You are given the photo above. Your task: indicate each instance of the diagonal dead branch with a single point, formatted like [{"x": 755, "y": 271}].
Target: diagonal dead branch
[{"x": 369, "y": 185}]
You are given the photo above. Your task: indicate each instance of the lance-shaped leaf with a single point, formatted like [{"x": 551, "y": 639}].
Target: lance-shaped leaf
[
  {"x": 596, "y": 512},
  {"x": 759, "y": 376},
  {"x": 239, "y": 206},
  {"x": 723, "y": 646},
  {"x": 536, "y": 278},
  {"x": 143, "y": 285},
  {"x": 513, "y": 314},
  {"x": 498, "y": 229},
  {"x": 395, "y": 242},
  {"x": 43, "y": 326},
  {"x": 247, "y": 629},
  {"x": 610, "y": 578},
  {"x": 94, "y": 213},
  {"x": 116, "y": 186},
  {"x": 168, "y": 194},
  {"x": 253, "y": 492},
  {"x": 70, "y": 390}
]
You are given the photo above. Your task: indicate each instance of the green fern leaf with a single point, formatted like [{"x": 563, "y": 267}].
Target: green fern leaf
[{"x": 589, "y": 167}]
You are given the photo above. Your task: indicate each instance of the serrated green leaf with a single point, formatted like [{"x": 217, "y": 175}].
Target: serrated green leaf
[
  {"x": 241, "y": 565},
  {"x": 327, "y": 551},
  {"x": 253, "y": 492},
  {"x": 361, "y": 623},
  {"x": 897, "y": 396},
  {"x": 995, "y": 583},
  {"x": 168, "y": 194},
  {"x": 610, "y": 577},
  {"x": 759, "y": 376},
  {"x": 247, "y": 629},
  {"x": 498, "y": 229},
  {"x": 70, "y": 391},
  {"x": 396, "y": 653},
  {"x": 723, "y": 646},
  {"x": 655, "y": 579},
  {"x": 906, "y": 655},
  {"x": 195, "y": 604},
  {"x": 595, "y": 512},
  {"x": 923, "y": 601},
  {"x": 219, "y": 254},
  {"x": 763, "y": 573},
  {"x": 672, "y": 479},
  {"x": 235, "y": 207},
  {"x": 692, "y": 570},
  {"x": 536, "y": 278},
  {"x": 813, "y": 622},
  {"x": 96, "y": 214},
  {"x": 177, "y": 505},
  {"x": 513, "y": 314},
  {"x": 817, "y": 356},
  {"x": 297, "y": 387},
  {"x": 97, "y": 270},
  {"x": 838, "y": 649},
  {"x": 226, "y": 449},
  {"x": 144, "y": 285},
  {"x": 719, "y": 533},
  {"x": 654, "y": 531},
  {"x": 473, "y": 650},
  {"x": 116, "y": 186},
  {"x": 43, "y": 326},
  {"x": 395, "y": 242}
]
★ ★ ★ ★
Could you print all of the data above again, line for line and unchanged?

The solution:
You are given the photo above. Your task: indicate each instance of the diagonal dead branch with a single point, formatted like [{"x": 755, "y": 271}].
Target: diagonal dead branch
[{"x": 369, "y": 185}]
You are given the photo above. Your task: indicate each instance of the lance-shaped leaf with a single point, formatted like [{"x": 551, "y": 639}].
Target: lance-shaped leaf
[
  {"x": 596, "y": 512},
  {"x": 759, "y": 376},
  {"x": 239, "y": 206},
  {"x": 723, "y": 646},
  {"x": 536, "y": 278},
  {"x": 143, "y": 285},
  {"x": 513, "y": 314},
  {"x": 498, "y": 229},
  {"x": 395, "y": 242},
  {"x": 43, "y": 326},
  {"x": 247, "y": 629},
  {"x": 610, "y": 578},
  {"x": 94, "y": 213},
  {"x": 116, "y": 186},
  {"x": 168, "y": 194},
  {"x": 253, "y": 492},
  {"x": 70, "y": 390}
]
You are given the photo above. Your task: indicate each instance of the green fern leaf with a single point, formatted like [{"x": 563, "y": 267}].
Target: green fern leaf
[{"x": 589, "y": 167}]
You are given the photo above. Your task: indicate each instance of the serrated green leaf with a single point, formatted like [{"x": 217, "y": 175}].
Target: serrated green leaf
[
  {"x": 241, "y": 565},
  {"x": 327, "y": 551},
  {"x": 253, "y": 492},
  {"x": 361, "y": 623},
  {"x": 897, "y": 396},
  {"x": 995, "y": 583},
  {"x": 168, "y": 194},
  {"x": 610, "y": 577},
  {"x": 759, "y": 376},
  {"x": 247, "y": 629},
  {"x": 498, "y": 229},
  {"x": 70, "y": 391},
  {"x": 396, "y": 653},
  {"x": 723, "y": 646},
  {"x": 655, "y": 579},
  {"x": 906, "y": 655},
  {"x": 195, "y": 604},
  {"x": 595, "y": 512},
  {"x": 923, "y": 601},
  {"x": 219, "y": 254},
  {"x": 763, "y": 573},
  {"x": 672, "y": 479},
  {"x": 235, "y": 207},
  {"x": 692, "y": 570},
  {"x": 536, "y": 278},
  {"x": 813, "y": 622},
  {"x": 96, "y": 214},
  {"x": 177, "y": 505},
  {"x": 513, "y": 314},
  {"x": 817, "y": 356},
  {"x": 297, "y": 387},
  {"x": 97, "y": 270},
  {"x": 838, "y": 649},
  {"x": 226, "y": 449},
  {"x": 144, "y": 285},
  {"x": 719, "y": 533},
  {"x": 654, "y": 531},
  {"x": 473, "y": 650},
  {"x": 116, "y": 186},
  {"x": 43, "y": 326},
  {"x": 395, "y": 242}
]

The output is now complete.